* [Exercise details]
Scan the entries below for the word "flower" and copy every line where it turns up.

--- Record extracts Enclosed Below ---

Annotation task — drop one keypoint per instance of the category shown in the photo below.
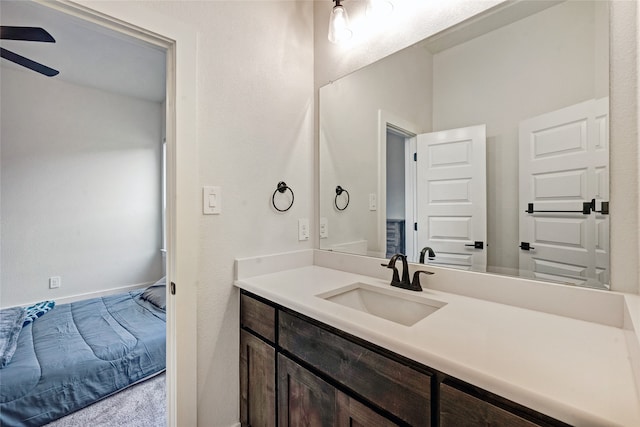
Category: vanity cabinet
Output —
(296, 371)
(459, 409)
(306, 400)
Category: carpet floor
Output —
(142, 405)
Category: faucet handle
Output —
(396, 276)
(415, 283)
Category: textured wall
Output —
(81, 185)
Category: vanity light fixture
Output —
(339, 30)
(379, 8)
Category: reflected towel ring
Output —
(339, 191)
(282, 187)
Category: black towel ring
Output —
(339, 191)
(282, 187)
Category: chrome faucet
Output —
(404, 283)
(426, 250)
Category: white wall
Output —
(533, 66)
(80, 189)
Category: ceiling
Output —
(86, 53)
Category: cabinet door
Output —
(459, 409)
(304, 400)
(352, 413)
(257, 382)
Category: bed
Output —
(82, 352)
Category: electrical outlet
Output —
(54, 282)
(303, 229)
(324, 228)
(373, 202)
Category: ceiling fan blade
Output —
(26, 62)
(32, 34)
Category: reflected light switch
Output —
(211, 200)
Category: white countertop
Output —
(574, 370)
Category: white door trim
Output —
(180, 43)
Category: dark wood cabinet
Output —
(386, 383)
(257, 382)
(459, 409)
(352, 413)
(296, 371)
(304, 400)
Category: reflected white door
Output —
(451, 196)
(570, 247)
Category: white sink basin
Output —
(389, 304)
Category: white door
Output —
(566, 244)
(451, 196)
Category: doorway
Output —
(180, 229)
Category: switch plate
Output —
(211, 200)
(324, 228)
(54, 282)
(303, 229)
(373, 202)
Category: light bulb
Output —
(339, 25)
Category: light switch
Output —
(303, 229)
(324, 228)
(373, 202)
(211, 200)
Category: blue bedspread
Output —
(80, 353)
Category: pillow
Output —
(156, 294)
(11, 320)
(37, 310)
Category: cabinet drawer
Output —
(258, 317)
(459, 409)
(392, 386)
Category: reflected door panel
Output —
(451, 196)
(571, 246)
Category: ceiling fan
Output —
(33, 34)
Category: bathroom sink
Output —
(385, 303)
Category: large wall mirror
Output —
(484, 147)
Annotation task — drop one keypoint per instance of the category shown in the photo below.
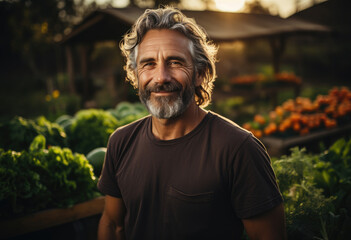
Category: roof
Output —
(113, 23)
(333, 13)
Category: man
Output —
(183, 172)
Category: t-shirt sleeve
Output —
(254, 187)
(107, 183)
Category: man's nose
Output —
(162, 73)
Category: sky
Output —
(284, 8)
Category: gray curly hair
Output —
(202, 50)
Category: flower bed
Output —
(301, 116)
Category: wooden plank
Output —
(49, 218)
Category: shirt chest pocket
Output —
(188, 215)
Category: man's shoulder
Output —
(223, 125)
(129, 129)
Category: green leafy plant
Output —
(43, 178)
(18, 133)
(90, 129)
(305, 205)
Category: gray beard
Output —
(167, 107)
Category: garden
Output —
(54, 126)
(55, 164)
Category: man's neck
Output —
(168, 129)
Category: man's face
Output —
(165, 73)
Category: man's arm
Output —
(111, 224)
(269, 225)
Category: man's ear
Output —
(198, 80)
(136, 79)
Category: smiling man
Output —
(183, 172)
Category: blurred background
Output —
(283, 73)
(40, 75)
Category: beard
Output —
(166, 107)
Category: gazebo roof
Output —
(113, 23)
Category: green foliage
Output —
(316, 191)
(18, 133)
(305, 204)
(43, 178)
(90, 129)
(333, 175)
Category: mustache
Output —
(165, 87)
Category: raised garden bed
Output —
(42, 220)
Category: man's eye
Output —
(175, 63)
(149, 64)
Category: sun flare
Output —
(229, 5)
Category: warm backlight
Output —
(229, 5)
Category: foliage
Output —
(19, 132)
(316, 191)
(305, 204)
(90, 129)
(333, 175)
(43, 178)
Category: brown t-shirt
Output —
(198, 186)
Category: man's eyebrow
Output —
(145, 60)
(181, 59)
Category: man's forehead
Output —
(164, 39)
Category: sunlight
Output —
(229, 5)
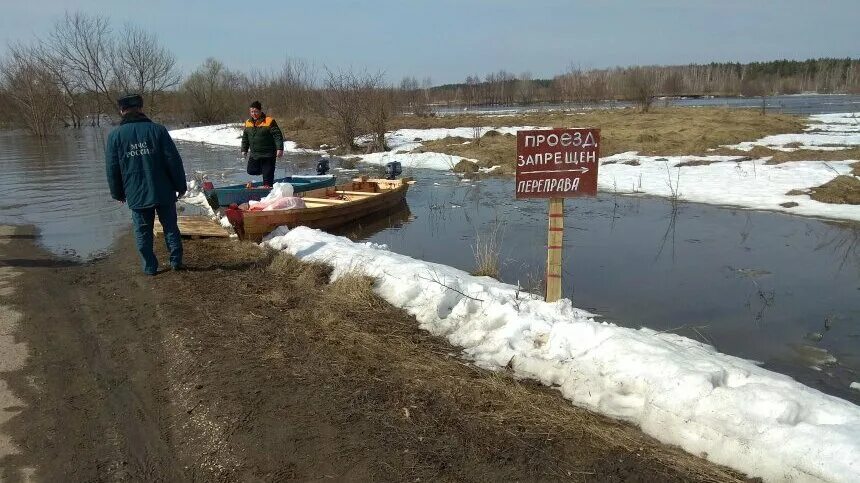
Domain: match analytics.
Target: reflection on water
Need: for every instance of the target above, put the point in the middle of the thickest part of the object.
(60, 186)
(781, 290)
(752, 284)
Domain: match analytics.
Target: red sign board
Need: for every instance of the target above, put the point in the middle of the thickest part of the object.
(557, 163)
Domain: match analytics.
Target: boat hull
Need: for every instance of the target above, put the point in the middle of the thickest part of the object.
(227, 195)
(326, 208)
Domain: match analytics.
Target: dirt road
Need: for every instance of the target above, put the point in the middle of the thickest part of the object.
(252, 367)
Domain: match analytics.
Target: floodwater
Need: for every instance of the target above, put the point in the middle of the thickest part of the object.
(804, 104)
(781, 290)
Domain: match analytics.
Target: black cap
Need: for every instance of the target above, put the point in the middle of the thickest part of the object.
(129, 100)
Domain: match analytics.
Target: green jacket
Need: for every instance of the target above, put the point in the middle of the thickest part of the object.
(143, 165)
(262, 137)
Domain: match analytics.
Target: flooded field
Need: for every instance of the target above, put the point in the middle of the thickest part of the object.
(781, 290)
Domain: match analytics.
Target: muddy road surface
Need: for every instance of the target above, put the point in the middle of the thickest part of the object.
(250, 366)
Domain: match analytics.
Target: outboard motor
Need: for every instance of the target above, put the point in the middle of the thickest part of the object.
(393, 170)
(322, 166)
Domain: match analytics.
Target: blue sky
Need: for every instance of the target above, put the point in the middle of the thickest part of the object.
(448, 39)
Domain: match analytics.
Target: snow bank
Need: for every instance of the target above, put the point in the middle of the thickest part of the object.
(225, 135)
(679, 391)
(402, 141)
(748, 184)
(832, 132)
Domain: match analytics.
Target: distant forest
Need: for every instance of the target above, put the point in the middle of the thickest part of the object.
(72, 75)
(825, 76)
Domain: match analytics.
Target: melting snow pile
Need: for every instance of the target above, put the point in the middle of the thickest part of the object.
(826, 132)
(678, 390)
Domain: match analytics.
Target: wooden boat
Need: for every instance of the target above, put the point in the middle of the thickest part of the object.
(324, 208)
(240, 193)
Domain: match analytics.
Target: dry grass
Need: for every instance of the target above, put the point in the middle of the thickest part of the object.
(840, 190)
(487, 248)
(695, 162)
(667, 131)
(672, 131)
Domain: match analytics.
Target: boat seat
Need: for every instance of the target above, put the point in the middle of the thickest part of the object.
(322, 201)
(358, 193)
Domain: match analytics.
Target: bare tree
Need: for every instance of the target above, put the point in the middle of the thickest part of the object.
(640, 86)
(378, 103)
(32, 89)
(525, 88)
(343, 99)
(85, 45)
(143, 66)
(212, 92)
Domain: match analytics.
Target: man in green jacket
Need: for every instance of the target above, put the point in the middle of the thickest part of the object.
(263, 138)
(145, 171)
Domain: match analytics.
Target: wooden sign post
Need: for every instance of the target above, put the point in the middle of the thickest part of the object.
(556, 164)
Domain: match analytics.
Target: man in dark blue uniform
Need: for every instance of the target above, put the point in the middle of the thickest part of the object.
(145, 171)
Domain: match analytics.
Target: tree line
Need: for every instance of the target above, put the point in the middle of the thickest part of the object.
(72, 76)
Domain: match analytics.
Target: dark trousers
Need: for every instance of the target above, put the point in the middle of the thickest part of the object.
(263, 165)
(144, 220)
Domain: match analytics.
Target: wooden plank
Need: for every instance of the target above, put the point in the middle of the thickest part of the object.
(323, 201)
(359, 193)
(555, 240)
(197, 227)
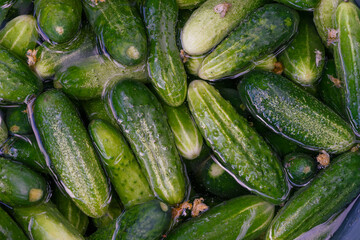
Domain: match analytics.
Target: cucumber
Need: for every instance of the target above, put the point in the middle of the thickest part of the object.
(9, 230)
(206, 28)
(25, 149)
(119, 29)
(70, 211)
(347, 58)
(328, 193)
(295, 114)
(19, 35)
(90, 77)
(43, 222)
(237, 146)
(70, 152)
(264, 31)
(59, 20)
(120, 163)
(188, 138)
(144, 221)
(20, 186)
(144, 124)
(166, 70)
(244, 217)
(304, 58)
(17, 81)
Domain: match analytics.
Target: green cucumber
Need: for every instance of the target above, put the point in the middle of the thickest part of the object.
(328, 193)
(88, 78)
(19, 35)
(59, 20)
(120, 163)
(20, 186)
(295, 114)
(9, 230)
(166, 70)
(237, 146)
(206, 28)
(188, 138)
(304, 58)
(119, 28)
(71, 154)
(347, 58)
(144, 124)
(43, 222)
(264, 31)
(245, 217)
(17, 81)
(70, 211)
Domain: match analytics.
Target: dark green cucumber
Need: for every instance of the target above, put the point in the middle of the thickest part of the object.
(144, 221)
(44, 221)
(119, 28)
(295, 114)
(88, 78)
(59, 20)
(304, 58)
(120, 163)
(166, 70)
(25, 149)
(20, 186)
(70, 211)
(327, 194)
(347, 58)
(144, 124)
(17, 120)
(71, 154)
(264, 31)
(244, 217)
(17, 81)
(237, 146)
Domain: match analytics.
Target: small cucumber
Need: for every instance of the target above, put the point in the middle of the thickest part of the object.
(328, 193)
(264, 31)
(120, 163)
(237, 146)
(144, 124)
(20, 186)
(245, 217)
(71, 154)
(295, 114)
(59, 20)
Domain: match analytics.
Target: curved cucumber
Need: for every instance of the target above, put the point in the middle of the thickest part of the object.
(295, 114)
(71, 154)
(238, 147)
(144, 124)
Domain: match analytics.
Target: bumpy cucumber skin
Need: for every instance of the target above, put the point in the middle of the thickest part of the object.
(328, 193)
(244, 217)
(71, 154)
(17, 81)
(264, 31)
(237, 146)
(347, 58)
(18, 184)
(206, 28)
(119, 28)
(293, 113)
(166, 70)
(304, 58)
(89, 78)
(144, 124)
(44, 221)
(120, 163)
(59, 20)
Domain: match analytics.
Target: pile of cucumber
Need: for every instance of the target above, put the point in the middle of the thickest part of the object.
(179, 119)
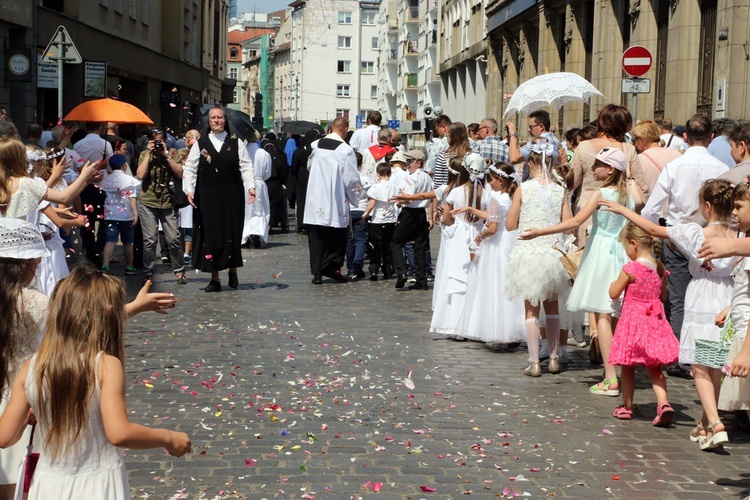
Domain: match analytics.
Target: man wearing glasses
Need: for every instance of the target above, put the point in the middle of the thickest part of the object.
(491, 147)
(539, 125)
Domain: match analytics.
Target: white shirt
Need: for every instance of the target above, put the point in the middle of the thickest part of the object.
(334, 180)
(190, 169)
(417, 182)
(679, 183)
(385, 211)
(678, 143)
(93, 148)
(363, 138)
(119, 188)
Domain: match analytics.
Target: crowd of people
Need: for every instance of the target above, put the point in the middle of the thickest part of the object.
(650, 211)
(655, 213)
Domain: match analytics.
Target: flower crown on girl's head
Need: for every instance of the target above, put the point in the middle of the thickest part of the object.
(475, 165)
(515, 177)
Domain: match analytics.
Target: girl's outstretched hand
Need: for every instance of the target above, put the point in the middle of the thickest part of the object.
(179, 445)
(611, 206)
(529, 234)
(716, 248)
(145, 301)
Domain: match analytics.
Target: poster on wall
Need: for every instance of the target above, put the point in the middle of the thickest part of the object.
(95, 79)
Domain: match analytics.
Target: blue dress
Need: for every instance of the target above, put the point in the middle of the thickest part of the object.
(602, 261)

--- End of Enclosed Record extracts ---

* [Result for this task]
Category: flower bed
Target: flower crown on girl's head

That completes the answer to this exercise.